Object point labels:
========
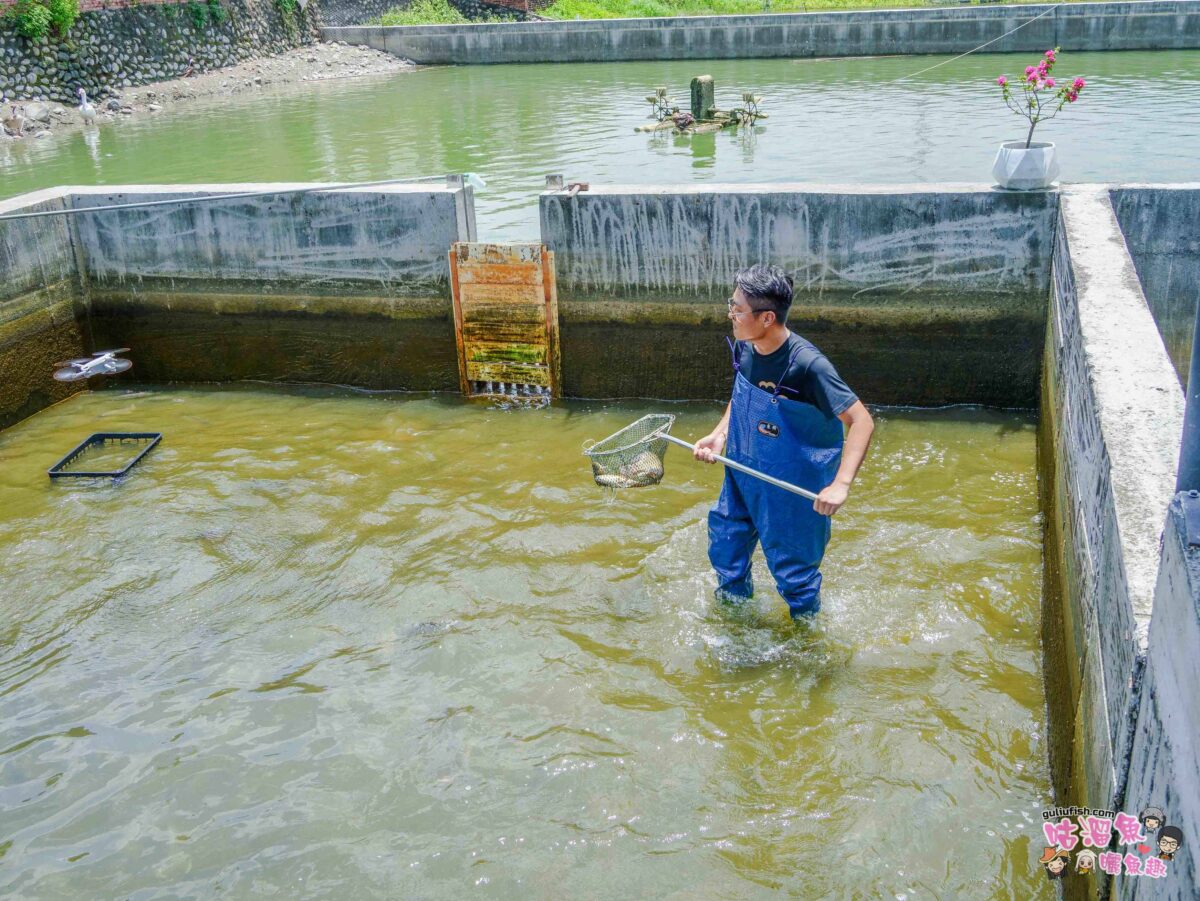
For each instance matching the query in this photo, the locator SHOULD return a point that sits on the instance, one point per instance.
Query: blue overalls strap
(779, 388)
(733, 350)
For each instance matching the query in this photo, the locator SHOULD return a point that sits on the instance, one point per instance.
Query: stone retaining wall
(1145, 24)
(108, 50)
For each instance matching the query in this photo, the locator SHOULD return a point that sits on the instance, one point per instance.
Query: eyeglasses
(742, 312)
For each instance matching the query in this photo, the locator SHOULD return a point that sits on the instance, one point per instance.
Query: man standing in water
(785, 419)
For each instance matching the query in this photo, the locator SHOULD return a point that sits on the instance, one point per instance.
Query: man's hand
(831, 498)
(709, 445)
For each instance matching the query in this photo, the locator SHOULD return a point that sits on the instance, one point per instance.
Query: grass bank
(439, 12)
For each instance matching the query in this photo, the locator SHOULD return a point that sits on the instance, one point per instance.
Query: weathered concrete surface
(41, 306)
(394, 239)
(919, 295)
(1162, 229)
(1111, 419)
(1150, 24)
(345, 287)
(1164, 768)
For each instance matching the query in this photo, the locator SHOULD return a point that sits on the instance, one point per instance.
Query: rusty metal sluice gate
(505, 317)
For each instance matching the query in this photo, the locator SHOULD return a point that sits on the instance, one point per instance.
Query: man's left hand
(831, 498)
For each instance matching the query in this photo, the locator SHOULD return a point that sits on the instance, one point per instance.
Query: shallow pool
(352, 646)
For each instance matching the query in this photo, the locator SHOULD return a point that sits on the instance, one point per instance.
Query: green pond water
(838, 121)
(345, 646)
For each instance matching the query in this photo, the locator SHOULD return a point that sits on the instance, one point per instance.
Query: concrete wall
(1111, 419)
(1164, 768)
(346, 287)
(946, 286)
(1162, 229)
(42, 319)
(1150, 24)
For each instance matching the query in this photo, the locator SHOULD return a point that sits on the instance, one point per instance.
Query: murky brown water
(864, 120)
(401, 646)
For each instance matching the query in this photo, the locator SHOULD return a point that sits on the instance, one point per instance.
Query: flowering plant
(1038, 96)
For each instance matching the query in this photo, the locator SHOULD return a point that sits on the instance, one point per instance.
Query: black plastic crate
(143, 442)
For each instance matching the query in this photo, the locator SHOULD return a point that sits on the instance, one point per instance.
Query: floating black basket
(143, 443)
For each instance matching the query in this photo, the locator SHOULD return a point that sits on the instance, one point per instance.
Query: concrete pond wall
(1146, 24)
(42, 313)
(1162, 228)
(919, 294)
(347, 287)
(1111, 418)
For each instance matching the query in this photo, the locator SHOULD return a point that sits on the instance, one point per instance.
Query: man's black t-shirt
(810, 377)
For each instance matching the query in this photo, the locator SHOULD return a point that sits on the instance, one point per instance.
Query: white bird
(16, 121)
(85, 109)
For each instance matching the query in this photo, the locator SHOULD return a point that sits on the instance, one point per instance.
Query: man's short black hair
(767, 288)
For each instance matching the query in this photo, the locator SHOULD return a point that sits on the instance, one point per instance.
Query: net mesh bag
(631, 457)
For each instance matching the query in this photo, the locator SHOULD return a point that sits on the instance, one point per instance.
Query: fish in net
(631, 457)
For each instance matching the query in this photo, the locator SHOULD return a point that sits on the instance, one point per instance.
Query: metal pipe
(748, 470)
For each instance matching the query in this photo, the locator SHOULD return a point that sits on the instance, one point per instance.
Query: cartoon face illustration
(1152, 818)
(1055, 860)
(1170, 838)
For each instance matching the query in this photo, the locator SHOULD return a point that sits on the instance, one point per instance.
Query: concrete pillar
(702, 96)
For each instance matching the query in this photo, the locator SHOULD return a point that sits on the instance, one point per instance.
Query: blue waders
(791, 440)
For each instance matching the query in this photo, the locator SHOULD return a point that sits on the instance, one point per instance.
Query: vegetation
(63, 14)
(198, 14)
(34, 19)
(624, 8)
(424, 12)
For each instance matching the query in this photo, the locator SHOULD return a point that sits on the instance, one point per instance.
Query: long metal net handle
(741, 468)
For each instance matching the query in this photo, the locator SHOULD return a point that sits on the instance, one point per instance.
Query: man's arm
(858, 439)
(714, 442)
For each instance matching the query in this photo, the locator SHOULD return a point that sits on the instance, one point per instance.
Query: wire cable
(943, 62)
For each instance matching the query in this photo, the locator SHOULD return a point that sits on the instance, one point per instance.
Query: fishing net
(631, 457)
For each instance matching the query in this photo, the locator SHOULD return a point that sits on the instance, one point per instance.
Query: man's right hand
(709, 445)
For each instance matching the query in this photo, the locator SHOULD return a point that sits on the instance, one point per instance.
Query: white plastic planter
(1025, 168)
========
## [DESCRIPTION OF THE TASK]
Make a word-for-word copy of the entries, without any pictures.

## [TASK OUTPUT]
For each instance matching the query in this photo, the locator SHOULD return a point that sits on the instance, one point per instance.
Query: blue overalls strap
(779, 388)
(733, 350)
For each instance matching the query in this photo, the locator SHOULD return a point that sits on the instance, one point per instance.
Query: stone retaining wall
(1145, 24)
(108, 50)
For each instance matching the query in this photo, the locator SHOULD return a point that sits on the instance, one point per instance.
Query: eyeglasses
(742, 312)
For each instance matching the query in this photo, the locator SHOULD return a point that sits on the instance, one point per instance.
Query: man standing in water
(785, 419)
For each instance matching the query in this photo, the locator SHOULD return a point that sits on the instance, one point per instance.
Query: man's hand
(831, 498)
(709, 445)
For each instance matching the query in this photo, the locator SHOULD return a point that sits on the instance, one point per instance.
Query: grass bank
(439, 12)
For each instance matching the query in this photo, the locator SHOULD return a point that sits on the instance, one point per instance.
Query: weathered concrete surface
(41, 306)
(394, 239)
(919, 295)
(1162, 229)
(1111, 419)
(1150, 24)
(345, 287)
(1164, 768)
For each instance matching the query in this photo, the locator SHOULD return a point that sits on the instance, one point per instance.
Query: rusty metal sluice gate
(505, 317)
For each instance matching the query in this photo, the locator SHOULD return a point that sits on the instance, one point per instance.
Query: man's left hand
(831, 498)
For each instance matching the query in this photo, the locator SHOULD return a point that sits on the instance, one point per instance.
Query: shallow pool
(352, 646)
For each instance matching the query in this photo, the locator SHOULD return a point that sits on the instance, one point per instance.
Query: green pond water
(838, 121)
(345, 646)
For each instance matching the query in this photo, the locator SHOULD return a point that sits on the instance, one point per instance.
Query: concrete wall
(1111, 419)
(1164, 768)
(346, 287)
(946, 286)
(1162, 229)
(42, 319)
(1150, 24)
For each instance matching the query in this photo, the locator SHOULD return a point that sits on the instance, one point per instance.
Query: murky brown water
(864, 120)
(401, 646)
For each instance matching the query in this photo, the locator SHOULD return a point that sits on the instance, one point per instance.
Query: flowering plant
(1038, 96)
For each instance matching the query in this photo, the locator SHOULD return a point that sits on the instance, one point per instance.
Query: black plastic crate
(143, 442)
For each instance matching the query in this photo, the locator SHOULD return a point that sits on the instance, one point per instance.
Query: floating black basket
(143, 443)
For each instance matching the query in this photo, the locator SHOULD return a point that sits on the instance, one point per instance.
Query: concrete pond wall
(1146, 24)
(42, 313)
(1162, 228)
(919, 294)
(347, 287)
(1111, 418)
For each instance matching the query in this photo, the locator SHOULD return a point that sits on the instance, one point per instance.
Query: man's black t-shirt
(810, 377)
For each instance matching the query in this photo, the locator SHOULD return a point that sits on the instance, one point per instance.
Query: white bird
(16, 121)
(85, 109)
For each instance matching the query in this photo, the locator SHOULD return a point that sits on the instance, one point per instance.
Query: man's short black hair
(767, 288)
For each instance matching the query in this photo, the locator SHOULD return a point that sits on the instance, one point per instance.
Query: net mesh bag
(631, 457)
For each instance matching the query in this photo, the locator SHOULD return a point that sits on the instance, one point per instance.
Query: fish in net
(631, 457)
For each instance matching the query in this photo, the locator SHOULD return a point that sits on the instance, one point per instance.
Query: metal pipe
(748, 470)
For each instance matching the query in this photo, the locator SHOULD return a point that sits on the instance, one point per instance.
Query: cartoon face illustration
(1152, 818)
(1055, 860)
(1170, 838)
For each instance matching the query in this photo, the locator SHOULD return a point that sits on the instance, one point per instance.
Query: concrete pillar
(702, 96)
For each instance matching the query in this photo, the locator SHOULD return a point that sits on the instance, one point per instance.
Query: blue waders
(791, 440)
For each instance matching the query in this photo, the locator SHOULD return a point that sits on the instance, one point per instance.
Query: vegetation
(63, 14)
(198, 14)
(34, 19)
(624, 8)
(424, 12)
For each instance matching the query in this photo, the locator SHOULD return a point that sits on the instance, one point per instance.
Query: long metal net handle
(741, 468)
For each instance matching the query in this photo, the locator SHOULD return a point that sits on the instance, one point per instance.
Query: man's arm
(858, 439)
(714, 442)
For each instance matching the query in this photo, the locator SHOULD return a point that sits on the instance, one point per instance.
Query: wire cable
(943, 62)
For each instance matching the query in this photo, the locator SHOULD return a point that sits on the instance, one point per instance.
Query: fishing net
(631, 457)
For each instance matching the query in this photo, the locator SHOULD return a point that sits on the instance, one point per instance.
Query: man's right hand
(709, 445)
For each instance matching the query in this photo, the locator SHOULD return a point that sits on the instance, one point per instance.
Query: white plastic planter
(1025, 168)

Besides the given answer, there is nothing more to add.